QUOTED PASSAGE
◆ ◆ ◆ ◆ ◆

# Hyatt purchase, is this a good price?



## tamu91 (Dec 4, 2007)

I'm getting ready to make an offer on a Hyatt Beach House contract and I'd like to hear from you Hyatt experts whether this is a good buy or not, 1880 pts. contract (Wk 13) for $11,000

Thanks


----------



## Kal (Dec 5, 2007)

I like that number, but the way sales have been going it could be a bit high.


----------



## mesamirage (Dec 5, 2007)

I think that is a solid number... I would pick it up in that price range. Any banked weeks or points included?


----------



## saturn28 (Dec 5, 2007)

I purchased a 1300 point week back in September for $5500. That works out to $4.23 per point. That would work out to about $8000 for 1880 points. However, because 1880 points are more in demand you will probably have to pay more than that. If I was you I would try to get it for $10,000 max.

For $11000 you could get two 1300 point weeks, if you can find weeks for $5500,  giving you 2600 points, but the maintenance fee would be double.


----------



## tamu91 (Dec 5, 2007)

saturn28 said:


> I purchased a 1300 point week back in September for $5500. That works out to $4.23 per point. That would work out to about $8000 for 1880 points. However, because 1880 points are more in demand you will probably have to pay more than that. If I was you I would try to get it for $10,000 max.
> 
> For $11000 you could get two 1300 point weeks, if you can find weeks for $5500,  giving you 2600 points, but the maintenance fee would be double.



Haven't thought about 2 - 1,300 pt contracts but like you said, everything doubled (closing costs and maintenance fees) takes bit of luster away.

Mesamirage - no banked weeks or points but hasn't been stripped either so even steven IMO

Thanks y'all


----------



## Denise L (Dec 5, 2007)

I thought that 1880 weeks were going for $12,500-13,000. Have I missed some market threads?  $11,000 sounded low to me, like Hyatt would buy it back.  

Are there some recent data points on what Hyatt has waived versus bought back?


----------



## Kal (Dec 5, 2007)

tamu91 said:


> Haven't thought about 2 - 1,300 pt contracts ...


 
1300 point weeks are at the bottom of the barrel.  With the way the points system works you would have a difficult time reaching high-season weeks for stays.  I would definitely NOT buy a 1300 point week, much less two of them.


----------



## tamu91 (Dec 5, 2007)

◆ ◆ ◆ ◆ ◆

SET OF TASKS
1. Sum up the Hyatt purchase thread in two sentences.
2. Based on the Hyatt purchase thread, say whether each statement agrees with it, answering yes or no and quoting the deciding words: (a) The contract being offered comes with banked points. (b) saturn28 paid $5500 for a 1300-point week. (c) Denise L thought $11,000 sounded high.
3. Transcribe everything in the Hyatt purchase thread from "1300 point weeks are" down to "two of them.".

RECORDED DATA

◆ ◆ ◆ ◆ ◆

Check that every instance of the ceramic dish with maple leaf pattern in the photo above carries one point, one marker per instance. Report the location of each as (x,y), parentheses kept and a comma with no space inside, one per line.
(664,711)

◆ ◆ ◆ ◆ ◆

ANSWERS FOR THIS EXERCISE
1. A poster asks whether an 1880-point Hyatt Beach House contract (Week 13) at $11,000 is a good buy. Replies call the price solid, possibly a bit high, or low, with one suggesting a $10,000 maximum or two 1300-point weeks and another warning that 1300-point weeks are at the bottom of the barrel.

2.
(a) No: "no banked weeks or points but hasn't been stripped either"
(b) Yes: "I purchased a 1300 point week back in September for $5500."
(c) No: "$11,000 sounded low to me"

3.
1300 point weeks are at the bottom of the barrel.  With the way the points system works you would have a difficult time reaching high-season weeks for stays.  I would definitely NOT buy a 1300 point week, much less two of them.